Exercise requirements — Restate the records below word for word.

···

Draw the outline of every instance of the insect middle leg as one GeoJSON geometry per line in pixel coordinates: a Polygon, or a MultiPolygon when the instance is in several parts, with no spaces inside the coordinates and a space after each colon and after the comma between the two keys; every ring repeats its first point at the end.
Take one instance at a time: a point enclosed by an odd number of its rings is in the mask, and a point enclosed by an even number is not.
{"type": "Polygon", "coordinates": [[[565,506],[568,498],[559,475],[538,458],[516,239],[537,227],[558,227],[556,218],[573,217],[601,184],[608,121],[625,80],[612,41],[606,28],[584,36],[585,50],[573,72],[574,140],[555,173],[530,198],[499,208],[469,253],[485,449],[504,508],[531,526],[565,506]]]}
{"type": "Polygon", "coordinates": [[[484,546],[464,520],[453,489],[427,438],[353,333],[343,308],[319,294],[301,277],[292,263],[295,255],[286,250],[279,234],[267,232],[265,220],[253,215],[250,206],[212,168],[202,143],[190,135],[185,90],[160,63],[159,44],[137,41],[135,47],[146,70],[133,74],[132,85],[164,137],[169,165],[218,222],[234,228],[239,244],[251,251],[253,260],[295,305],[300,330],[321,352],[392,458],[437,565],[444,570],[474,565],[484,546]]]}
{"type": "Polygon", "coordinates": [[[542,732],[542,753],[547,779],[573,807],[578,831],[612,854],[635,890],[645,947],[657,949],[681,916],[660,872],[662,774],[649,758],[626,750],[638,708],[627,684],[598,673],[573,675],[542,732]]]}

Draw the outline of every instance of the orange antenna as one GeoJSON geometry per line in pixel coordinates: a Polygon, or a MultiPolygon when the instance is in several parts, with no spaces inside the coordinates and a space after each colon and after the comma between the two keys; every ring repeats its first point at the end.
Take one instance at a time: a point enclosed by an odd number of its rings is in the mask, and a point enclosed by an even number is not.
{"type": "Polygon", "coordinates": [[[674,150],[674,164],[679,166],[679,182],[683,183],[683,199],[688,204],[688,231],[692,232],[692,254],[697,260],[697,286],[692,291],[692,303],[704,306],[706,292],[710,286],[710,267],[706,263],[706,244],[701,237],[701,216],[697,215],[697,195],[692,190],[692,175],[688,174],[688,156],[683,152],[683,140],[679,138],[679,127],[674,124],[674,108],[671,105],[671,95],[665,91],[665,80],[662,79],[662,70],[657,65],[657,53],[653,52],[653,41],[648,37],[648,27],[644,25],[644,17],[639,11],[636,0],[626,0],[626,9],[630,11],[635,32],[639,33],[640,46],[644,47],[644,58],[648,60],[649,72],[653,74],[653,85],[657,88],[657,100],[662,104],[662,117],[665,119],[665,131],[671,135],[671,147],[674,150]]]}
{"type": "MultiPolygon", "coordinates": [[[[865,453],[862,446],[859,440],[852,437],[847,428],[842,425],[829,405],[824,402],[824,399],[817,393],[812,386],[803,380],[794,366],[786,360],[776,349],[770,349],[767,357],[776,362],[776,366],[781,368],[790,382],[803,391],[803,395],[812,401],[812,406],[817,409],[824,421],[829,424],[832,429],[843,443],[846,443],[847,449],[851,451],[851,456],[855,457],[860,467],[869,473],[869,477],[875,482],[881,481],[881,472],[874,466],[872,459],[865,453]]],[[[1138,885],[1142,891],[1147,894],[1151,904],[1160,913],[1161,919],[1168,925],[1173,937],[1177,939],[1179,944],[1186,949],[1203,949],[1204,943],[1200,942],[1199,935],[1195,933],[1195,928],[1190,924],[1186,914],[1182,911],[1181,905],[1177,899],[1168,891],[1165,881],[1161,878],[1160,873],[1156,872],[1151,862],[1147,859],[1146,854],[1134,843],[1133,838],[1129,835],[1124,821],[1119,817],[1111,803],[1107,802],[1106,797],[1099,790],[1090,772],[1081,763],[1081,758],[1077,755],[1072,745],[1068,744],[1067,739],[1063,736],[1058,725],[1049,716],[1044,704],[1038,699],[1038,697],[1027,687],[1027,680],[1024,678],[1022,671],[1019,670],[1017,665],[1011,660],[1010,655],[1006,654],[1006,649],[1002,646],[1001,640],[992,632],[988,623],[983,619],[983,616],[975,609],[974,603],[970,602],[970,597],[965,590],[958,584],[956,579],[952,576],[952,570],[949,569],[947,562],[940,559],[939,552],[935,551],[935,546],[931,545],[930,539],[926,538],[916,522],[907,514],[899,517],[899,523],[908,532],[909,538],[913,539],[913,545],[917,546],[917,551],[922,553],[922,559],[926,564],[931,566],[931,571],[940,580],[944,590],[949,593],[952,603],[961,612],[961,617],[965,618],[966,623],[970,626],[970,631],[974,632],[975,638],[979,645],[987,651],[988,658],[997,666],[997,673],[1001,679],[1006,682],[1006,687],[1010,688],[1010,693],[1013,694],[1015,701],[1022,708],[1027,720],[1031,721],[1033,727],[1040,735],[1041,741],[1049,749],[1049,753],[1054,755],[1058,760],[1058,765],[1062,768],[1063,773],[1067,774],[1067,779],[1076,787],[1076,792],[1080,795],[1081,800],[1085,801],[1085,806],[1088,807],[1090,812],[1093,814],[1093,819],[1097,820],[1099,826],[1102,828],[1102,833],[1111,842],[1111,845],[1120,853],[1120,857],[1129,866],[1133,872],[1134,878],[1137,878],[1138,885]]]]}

···

The result —
Draw the outline of every instance of the insect middle leg as one GeoJSON geometry per line in pixel coordinates: a Polygon, or a MultiPolygon when the instance is in several parts, with no spaces inside the coordinates and a space after each colon and after the comma between the two keys; every ring repeats its first point at the end.
Take one instance at a time: a point enclosed by an odd number of its rings is in the mask, and a point enclosed by an even number is not.
{"type": "Polygon", "coordinates": [[[565,506],[568,498],[559,475],[538,458],[516,239],[537,227],[558,227],[556,218],[573,217],[601,184],[608,121],[625,80],[612,41],[606,28],[584,36],[585,50],[573,72],[574,140],[555,173],[530,198],[499,208],[469,253],[485,449],[504,508],[531,526],[565,506]]]}
{"type": "Polygon", "coordinates": [[[484,546],[464,520],[453,489],[427,438],[353,333],[343,308],[319,294],[301,277],[292,263],[295,255],[286,250],[279,234],[267,232],[265,220],[253,215],[250,206],[212,168],[202,143],[190,135],[185,90],[160,63],[159,44],[137,41],[135,47],[146,70],[133,74],[132,85],[164,137],[169,165],[218,222],[234,228],[239,244],[251,251],[253,260],[295,305],[300,330],[321,352],[392,458],[437,565],[444,570],[474,565],[484,546]]]}
{"type": "Polygon", "coordinates": [[[542,732],[542,753],[547,779],[573,807],[578,831],[612,854],[635,890],[645,947],[657,949],[681,916],[660,872],[662,774],[649,758],[626,750],[638,708],[627,684],[598,673],[573,675],[542,732]]]}

Draw the outline of every instance of the orange antenna as one GeoJSON geometry per line in pixel coordinates: a Polygon, or a MultiPolygon when the instance is in several parts, with no spaces inside the coordinates and a space after each colon and after the comma between the two keys; every ring repeats its first point at the end.
Take one instance at a time: a point enclosed by an odd number of its rings is in the mask, and a point enclosed by an even number is not.
{"type": "Polygon", "coordinates": [[[674,150],[674,164],[679,166],[679,182],[683,183],[683,199],[688,204],[688,231],[692,232],[692,254],[697,260],[697,286],[692,291],[692,303],[704,306],[706,292],[710,286],[710,267],[706,263],[706,244],[701,237],[701,216],[697,215],[697,195],[692,190],[692,175],[688,174],[688,156],[683,152],[683,140],[679,138],[679,127],[674,124],[674,108],[671,105],[671,95],[665,91],[665,80],[662,79],[662,70],[657,65],[657,53],[653,52],[653,41],[648,37],[648,27],[644,25],[644,17],[639,11],[636,0],[626,0],[626,9],[630,11],[635,32],[639,33],[640,46],[644,47],[644,58],[648,60],[649,72],[653,74],[653,85],[657,88],[657,100],[662,104],[662,117],[665,119],[665,131],[671,135],[671,147],[674,150]]]}
{"type": "MultiPolygon", "coordinates": [[[[865,453],[862,446],[859,440],[852,437],[847,428],[842,425],[829,405],[824,402],[824,399],[817,393],[812,386],[803,380],[794,366],[786,360],[776,349],[770,349],[767,357],[776,362],[776,366],[781,368],[790,382],[803,391],[803,395],[812,401],[812,406],[817,409],[824,421],[829,424],[832,429],[843,443],[846,443],[847,449],[851,451],[851,456],[855,457],[860,467],[869,473],[869,477],[875,482],[881,481],[881,472],[874,466],[872,459],[865,453]]],[[[1138,885],[1142,891],[1147,894],[1151,904],[1160,913],[1161,919],[1168,925],[1173,937],[1177,939],[1179,944],[1186,949],[1203,949],[1204,943],[1200,942],[1199,935],[1195,933],[1195,928],[1190,924],[1186,914],[1182,911],[1181,905],[1177,899],[1168,891],[1165,881],[1161,878],[1160,873],[1156,872],[1151,862],[1147,859],[1146,854],[1134,843],[1133,838],[1129,835],[1124,821],[1119,817],[1111,803],[1107,802],[1106,797],[1099,790],[1090,772],[1081,763],[1081,758],[1077,755],[1072,745],[1068,744],[1067,739],[1063,736],[1058,725],[1049,716],[1044,704],[1038,699],[1038,697],[1027,687],[1027,680],[1024,678],[1022,671],[1019,670],[1017,665],[1011,660],[1010,655],[1006,654],[1006,649],[1002,646],[1001,640],[992,632],[988,623],[983,619],[983,616],[975,609],[974,603],[970,602],[970,597],[965,590],[958,584],[956,579],[952,576],[952,570],[949,569],[947,562],[940,559],[939,552],[935,551],[935,546],[931,545],[930,539],[926,538],[916,522],[907,514],[899,517],[899,523],[908,532],[909,538],[913,539],[913,545],[917,546],[917,551],[922,553],[922,559],[926,564],[931,566],[931,571],[940,580],[944,590],[949,593],[952,603],[961,612],[961,617],[965,618],[966,623],[970,626],[970,631],[974,632],[975,638],[979,645],[987,651],[988,658],[997,666],[997,673],[1001,679],[1006,682],[1006,687],[1010,688],[1010,693],[1013,694],[1015,701],[1022,708],[1027,720],[1031,721],[1033,727],[1040,735],[1041,741],[1049,749],[1049,753],[1054,755],[1058,760],[1058,765],[1062,768],[1063,773],[1067,774],[1067,779],[1076,787],[1076,792],[1080,795],[1081,800],[1085,801],[1085,806],[1088,807],[1090,812],[1093,814],[1093,819],[1097,820],[1099,826],[1102,828],[1102,833],[1111,842],[1111,845],[1120,853],[1120,857],[1129,866],[1133,872],[1134,878],[1137,878],[1138,885]]]]}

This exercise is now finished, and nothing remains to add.